→ EXCERPTED DATA:
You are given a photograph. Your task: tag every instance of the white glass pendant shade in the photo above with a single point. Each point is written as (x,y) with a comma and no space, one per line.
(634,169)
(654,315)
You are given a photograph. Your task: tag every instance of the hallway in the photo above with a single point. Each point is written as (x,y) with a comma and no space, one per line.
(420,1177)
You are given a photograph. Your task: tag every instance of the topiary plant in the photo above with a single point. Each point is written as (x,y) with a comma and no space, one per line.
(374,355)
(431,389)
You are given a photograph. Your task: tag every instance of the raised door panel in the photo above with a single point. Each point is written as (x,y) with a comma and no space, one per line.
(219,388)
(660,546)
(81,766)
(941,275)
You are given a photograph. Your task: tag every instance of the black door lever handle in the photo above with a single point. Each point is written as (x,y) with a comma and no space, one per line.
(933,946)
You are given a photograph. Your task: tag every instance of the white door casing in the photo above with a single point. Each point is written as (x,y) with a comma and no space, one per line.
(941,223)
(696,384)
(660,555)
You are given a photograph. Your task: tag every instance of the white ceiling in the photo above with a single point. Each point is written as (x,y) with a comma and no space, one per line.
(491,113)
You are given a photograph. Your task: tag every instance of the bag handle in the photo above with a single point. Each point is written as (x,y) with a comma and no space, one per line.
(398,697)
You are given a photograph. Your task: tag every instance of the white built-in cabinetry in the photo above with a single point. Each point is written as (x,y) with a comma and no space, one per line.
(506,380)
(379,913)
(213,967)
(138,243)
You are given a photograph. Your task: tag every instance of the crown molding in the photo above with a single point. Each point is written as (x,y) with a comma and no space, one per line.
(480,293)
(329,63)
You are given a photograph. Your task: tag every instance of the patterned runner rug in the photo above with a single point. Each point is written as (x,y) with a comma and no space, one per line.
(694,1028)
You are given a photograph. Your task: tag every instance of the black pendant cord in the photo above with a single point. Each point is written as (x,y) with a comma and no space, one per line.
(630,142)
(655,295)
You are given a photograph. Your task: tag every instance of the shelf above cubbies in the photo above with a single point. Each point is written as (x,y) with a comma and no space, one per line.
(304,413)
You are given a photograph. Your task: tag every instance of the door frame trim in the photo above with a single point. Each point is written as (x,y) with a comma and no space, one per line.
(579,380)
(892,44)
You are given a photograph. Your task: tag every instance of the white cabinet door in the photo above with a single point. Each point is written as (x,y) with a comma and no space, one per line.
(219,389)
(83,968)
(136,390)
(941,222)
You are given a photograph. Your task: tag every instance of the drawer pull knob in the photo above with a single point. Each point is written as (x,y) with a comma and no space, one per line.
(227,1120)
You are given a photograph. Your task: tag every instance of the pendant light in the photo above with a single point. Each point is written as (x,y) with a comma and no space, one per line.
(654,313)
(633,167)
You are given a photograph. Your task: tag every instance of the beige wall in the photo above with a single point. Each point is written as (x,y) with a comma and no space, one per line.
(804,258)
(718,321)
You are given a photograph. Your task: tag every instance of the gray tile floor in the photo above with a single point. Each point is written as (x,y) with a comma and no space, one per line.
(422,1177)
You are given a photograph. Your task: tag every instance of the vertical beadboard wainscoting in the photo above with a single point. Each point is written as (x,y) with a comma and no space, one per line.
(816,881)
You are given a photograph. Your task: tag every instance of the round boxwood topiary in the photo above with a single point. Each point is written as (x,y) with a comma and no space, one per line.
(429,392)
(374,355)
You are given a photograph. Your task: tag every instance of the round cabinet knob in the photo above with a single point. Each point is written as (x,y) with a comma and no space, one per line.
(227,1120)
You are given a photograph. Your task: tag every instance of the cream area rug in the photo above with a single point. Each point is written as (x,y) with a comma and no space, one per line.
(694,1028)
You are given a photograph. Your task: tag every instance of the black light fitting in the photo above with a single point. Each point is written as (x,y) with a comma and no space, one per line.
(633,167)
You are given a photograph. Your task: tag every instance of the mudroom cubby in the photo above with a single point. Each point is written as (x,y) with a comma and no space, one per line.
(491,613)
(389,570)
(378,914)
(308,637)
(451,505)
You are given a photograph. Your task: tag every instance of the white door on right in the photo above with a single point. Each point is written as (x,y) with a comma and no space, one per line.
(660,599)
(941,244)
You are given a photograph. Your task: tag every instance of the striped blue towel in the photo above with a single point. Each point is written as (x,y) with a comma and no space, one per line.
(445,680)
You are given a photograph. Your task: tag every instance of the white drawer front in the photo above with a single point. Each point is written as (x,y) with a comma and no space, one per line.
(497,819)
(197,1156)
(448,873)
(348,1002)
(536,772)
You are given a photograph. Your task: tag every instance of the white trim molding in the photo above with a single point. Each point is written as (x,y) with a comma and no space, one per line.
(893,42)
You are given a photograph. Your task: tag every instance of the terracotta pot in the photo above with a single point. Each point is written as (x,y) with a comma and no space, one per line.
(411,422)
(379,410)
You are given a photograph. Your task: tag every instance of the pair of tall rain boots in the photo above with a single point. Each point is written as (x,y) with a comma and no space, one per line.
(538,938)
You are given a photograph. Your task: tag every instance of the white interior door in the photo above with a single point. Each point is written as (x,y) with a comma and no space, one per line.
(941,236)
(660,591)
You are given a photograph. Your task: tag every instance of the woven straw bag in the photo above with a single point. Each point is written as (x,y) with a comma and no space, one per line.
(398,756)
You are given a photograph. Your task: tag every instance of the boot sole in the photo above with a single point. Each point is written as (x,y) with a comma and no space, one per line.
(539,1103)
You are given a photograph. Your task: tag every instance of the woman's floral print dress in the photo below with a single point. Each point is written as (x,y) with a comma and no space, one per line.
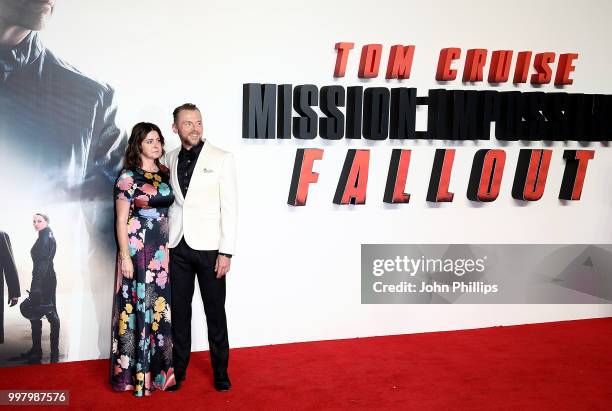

→ EXERCISE REQUIREMENTS: Set down every item above word for word, leaving out the pictures.

→ THE REPLY:
You are given a photograph. Your task: tag every instance of the white glass pendant shade in the photo above with a single point. Each point is written as (x,y) with a comma and no space, one per line.
(634,169)
(654,315)
You are given a photograph. Your task: tag every instance of the hallway in the photo above with a single point. Each point is written as (x,y) with a comma and no space, one per line.
(420,1177)
You are given a photograph. Your task: tag every instance of the topiary plant in the photo above with a single point. Each point is written as (x,y) with a comma and no space, one per line.
(374,355)
(431,389)
You are given a photograph. Your task: tag every instance of the raised door panel in the photo above with a single point. Each point is written as (x,y) with a comma and no space, one per line.
(219,388)
(660,546)
(81,766)
(941,275)
You are given a photograph. Your task: tag every instance of the black door lever handle in the photo above with a single point. Each point is written as (x,y) with a comma and no space, one per line.
(933,946)
You are given a photograph. Your task: tag every instance of the white door casing in the photo above with a single point. Each point is written as (x,y) with a comma and no space, one per line.
(941,223)
(696,384)
(660,555)
You are given a photograph. Your task: tag every instance of the white ceiling in the photo above with a single point. Each point is written as (x,y) with a comma and no space, one per line.
(491,113)
You are given a photograph. Your task: tag every instance of the bag handle in the photo above with a single point. Each point is written as (x,y) with a comma and no space, one per line.
(398,697)
You are given a photograph. Your task: tag every instance of the white built-in cabinetry in the photo above with a single point. Each point is written as (x,y) with a comma and no space, one per line.
(506,380)
(379,913)
(213,967)
(138,243)
You are given a photograph. Your task: tag every instance of the crown molding in the photo above with a single point. Each point is written as (x,y) with a comma and no space, one per line.
(480,293)
(329,63)
You are given a photograph. Your task: tag every instance of the patterned runner rug in the photo above with a single point. Each point is written as (x,y) with a comma and no space, one per line.
(694,1028)
You are given a photograph. Your task: tag every instance of the black pendant cord in the photo above with a single point. Each point is written as (x,y) with a comma and no space, one per line.
(630,142)
(655,295)
You are given a photograph. Your task: tag every instance of the shelf above cubbies in the photo above with a single point. Each point is written as (x,y) with a comma and no space, one per line.
(304,413)
You are given a photograph. Your task: tag every instance of the door frame trim in the photo above with a single point. Each point is written as (x,y) with a comma and no space, one per line.
(579,380)
(892,44)
You are given a photograph. Your task: tag every instance of the white cabinet door in the photo above with a single point. Each point is written as (x,y) with a comma and no space, one per line.
(219,389)
(83,968)
(136,390)
(941,222)
You are given a photograph. Your task: tag every instance of the drawer pull knob in the photo above with a single point. Each point is written as (x,y) with a comma and no space, one per line.
(227,1120)
You are given a photograph. Your task: tag every instance of the pendant light in the photo above with a single point. Each point is written as (x,y) with a comma and no space, one per line.
(654,313)
(633,167)
You are given a photograph. Your task: tag every instance of the beige wall in the photo above with a single point. Each point is written as (x,y) with a comma and no space, one per line.
(804,258)
(718,321)
You are given a photograph. Your task: tag every instance of the gray tile floor in the photo above with a single point. Each point is written as (x,y) with a comma and no space, one per line.
(422,1177)
You are given a photograph. Your task: tag every instance of the vertical beadboard wainscoting in the photo above with a single point. Each point is written as (x,y) with a comma and no space, one per line.
(816,881)
You are given a photograph. Your task: tag every instance of the round boxwood topiary in the photo above with a single point. Each point is written as (x,y) with a comma and no space, one per line.
(429,392)
(374,355)
You are given a photograph. Your task: tag every instance of the round cabinet knob in the photo above with a single point. Each point is written as (x,y) with a comma and no space, one per line.
(227,1120)
You are given a photograph. Your task: tag every instance of the cream area rug in the photo above with a single point. Each point is written as (x,y) with a comma and no space, one per line.
(694,1028)
You are given a photograph. Your task: tag every instance of the black light fitting in the photo above with a single point. Each point is written as (x,y) with a comma and no space, one per line.
(633,167)
You are given a photograph. Your task: tag every instance of the mudroom cubby in the photo above with a single point. Each point is written as (x,y) with a comma and no space, one per line.
(491,613)
(389,570)
(378,914)
(308,637)
(451,505)
You are given a photograph. Your task: tag every instance of the white door on right in the photo above with a single point. Each point is written as (x,y) with a comma and no space, one per line.
(660,599)
(941,244)
You are given a photograph. Your task: tag every instance of the striped blue towel in the photo above with a single point. Each point is written as (x,y) with a comma and no space, one per line.
(445,680)
You are given a photograph. Your task: tag every instance of the white drawer front in the photo above with a single point. Each point is written as (x,y) with a comma and no space, one per line.
(497,819)
(197,1156)
(448,873)
(348,1002)
(536,772)
You are given a photograph. Your task: tag every instance of the white trim molding in the photo above with a single point. Each point is written as (x,y) with a comma and no space, one per line.
(893,42)
You are given a photograph. Your task: tag every instance of the terracotta pot in the photo above with a single point. Each point is written as (x,y) with a comma and no space, one per line.
(411,422)
(379,410)
You are given a photograph. Your task: tag every instance of the pair of tall rain boots in the photo above with a single point. Each point is written as (x,y) with a comma and no space, one per line.
(538,938)
You are given a photograph. Your task: tag every instance of the white interior door in the photo above with a single point. Each point is written as (x,y) with a comma and no space, one per line.
(941,236)
(660,591)
You are given a photograph. Your task: tag every instance of the woven straw bag in the photo above with a single point. Each point is written as (x,y) with a comma and no space, one per line.
(398,756)
You are given a photograph. Your task: tag every instance of the boot sole in the photo above with a single point. Each point is written as (x,y) with a comma and no space, one per line.
(539,1103)
You are given a photograph. Your task: tag every instance of the woman's floral print dress in the photo below with a single point. Each point is written as (x,y) with a comma and no space, one per line.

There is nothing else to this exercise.